GOAL OF THE EXERCISE: Retype the material word for word.

[Start RECORDS SHOWN]

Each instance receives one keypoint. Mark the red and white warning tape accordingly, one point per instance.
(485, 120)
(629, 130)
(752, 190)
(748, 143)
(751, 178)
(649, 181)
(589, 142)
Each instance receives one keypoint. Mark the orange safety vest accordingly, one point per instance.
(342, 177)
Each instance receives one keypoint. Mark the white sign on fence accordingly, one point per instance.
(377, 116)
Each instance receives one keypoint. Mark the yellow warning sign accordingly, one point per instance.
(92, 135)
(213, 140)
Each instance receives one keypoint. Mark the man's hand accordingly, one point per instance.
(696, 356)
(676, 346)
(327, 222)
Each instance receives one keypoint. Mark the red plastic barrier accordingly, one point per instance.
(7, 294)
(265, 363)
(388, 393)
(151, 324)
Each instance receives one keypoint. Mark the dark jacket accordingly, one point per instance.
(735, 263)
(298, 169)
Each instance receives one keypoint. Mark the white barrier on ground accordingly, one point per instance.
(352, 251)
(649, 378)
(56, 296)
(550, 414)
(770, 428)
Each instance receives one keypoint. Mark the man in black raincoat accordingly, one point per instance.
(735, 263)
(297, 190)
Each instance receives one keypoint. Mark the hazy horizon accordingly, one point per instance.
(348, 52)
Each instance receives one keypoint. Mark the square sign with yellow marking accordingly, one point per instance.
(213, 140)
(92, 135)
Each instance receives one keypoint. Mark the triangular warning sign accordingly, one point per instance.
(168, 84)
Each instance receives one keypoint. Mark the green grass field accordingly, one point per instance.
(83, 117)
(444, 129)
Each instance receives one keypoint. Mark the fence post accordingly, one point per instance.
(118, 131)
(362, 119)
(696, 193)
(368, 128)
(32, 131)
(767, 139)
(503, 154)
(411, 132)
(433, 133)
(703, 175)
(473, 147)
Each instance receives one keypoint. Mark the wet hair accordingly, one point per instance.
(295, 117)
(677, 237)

[End RECORDS SHOWN]

RESPONSE:
Each instance receives one keypoint. Mark the red and white warning tape accordingly, one point per instance.
(485, 120)
(629, 130)
(752, 190)
(748, 143)
(751, 178)
(649, 181)
(589, 142)
Each instance receives one keypoint. Mark the orange safety vest accordingly, one point per instance.
(342, 177)
Each instance receives one keypoint. Mark the white sign on fence accordingly, one point per instance.
(377, 116)
Each instance receives one keypoint. Mark the yellow warning sign accordingly, one point per instance.
(92, 135)
(213, 140)
Each instance receives one keypoint. Mark the man's hand accordingly, one point per instance.
(696, 356)
(676, 346)
(327, 222)
Each instance receives one keypoint. Mark the red plastic barrier accordingly, one point per instance.
(7, 294)
(265, 363)
(388, 393)
(151, 324)
Each instance receives one keypoint. Mark the dark jacket accordingly, one point per instance.
(735, 263)
(298, 169)
Each instance receives one keypoint. Mark the white barrier on ground accordingly, one point per instance.
(352, 251)
(649, 378)
(56, 296)
(550, 414)
(770, 428)
Each instance receives one keypoint. Mark the man in black raincoat accordingly, one point per instance.
(735, 263)
(297, 190)
Each instance receives one keypoint. Mark the hazy horizon accordingly, one point per instance.
(348, 52)
Each instance receives one keypoint. Mark the square sign with yellow marking accordingly, one point per instance.
(213, 140)
(92, 135)
Each instance receives one keypoint. Mark the triangular warning sign accordingly, one point per instance.
(168, 84)
Each instance receives one keypoint. Mark the green grass field accordingly, one point per instance.
(83, 117)
(444, 129)
Each instance receives one keypoint. Mark the fence post accordingly, one point per instance.
(118, 131)
(362, 119)
(696, 193)
(368, 128)
(32, 131)
(767, 139)
(503, 154)
(411, 132)
(433, 133)
(703, 175)
(473, 147)
Each instance receives one keypoint. Mark the wet hair accordingly, one point per instance.
(295, 117)
(677, 237)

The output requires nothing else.